Requirement » Transcribe word for word the stretch of the OData parser text that opens with "How does this" and ends after "have. Good idea?".

Source »
===

Despite my limited knowledge about compiling/parsing I dared to build a small recursive-descent parser for OData $filter expressions. The parser only needs to check the expression for correctness and output a corresponding condition in SQL. As input and output have almost the same tokens and structure, this was fairly straightforward, and my implementation does 90% of what I want.
But now I got stuck with parentheses, which appear in separate rules for logical and arithmetic expressions. The full OData grammar in ABNF is here, a condensed version of the rules involved is this:
boolCommonExpr = ( boolMethodCallExpr
/ notExpr
/ commonExpr [ eqExpr / neExpr / ltExpr / ... ]
/ boolParenExpr
) [ andExpr / orExpr ]
commonExpr = ( primitiveLiteral
/ firstMemberExpr ; = identifier
/ methodCallExpr
/ parenExpr
) [ addExpr / subExpr / mulExpr / divExpr / modExpr ]
boolParenExpr = "(" boolCommonExpr ")"
parenExpr = "(" commonExpr ")"
How does this grammar match a simple expression like (1 eq 2)? From what I can see all ( are consumed by the rule parenExpr inside commonExpr, i.e. they must also close after commonExpr to not cause an error and boolParenExpr never gets hit. I suppose my experience / intuition on reading such a grammar is just insufficient to get it. A comment in the ABNF says: "Note that boolCommonExpr is also a commonExpr". Maybe that's part of the mystery?
Obviously an opening ( alone won't tell me where it's going to close: After the current commonExpr expression or further away after boolCommonExpr. My lexer has a list of all tokens ahead (URL is very short input). I was thinking to use that to find out what type of ( I have. Good idea?
I'd rather have restrictions in input or a little hack than switching to a generally more powerful parser model. For a simple expression translation like this I also want to avoid compiler tools.

===

Material »
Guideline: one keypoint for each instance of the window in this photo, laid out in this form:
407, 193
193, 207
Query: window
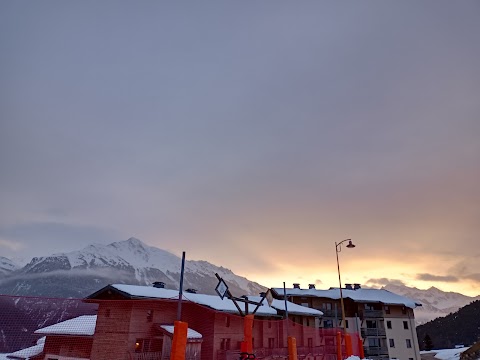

===

Answer to the task »
How does this grammar match a simple expression like (1 eq 2)? From what I can see all ( are consumed by the rule parenExpr inside commonExpr, i.e. they must also close after commonExpr to not cause an error and boolParenExpr never gets hit. I suppose my experience / intuition on reading such a grammar is just insufficient to get it. A comment in the ABNF says: "Note that boolCommonExpr is also a commonExpr". Maybe that's part of the mystery?
Obviously an opening ( alone won't tell me where it's going to close: After the current commonExpr expression or further away after boolCommonExpr. My lexer has a list of all tokens ahead (URL is very short input). I was thinking to use that to find out what type of ( I have. Good idea?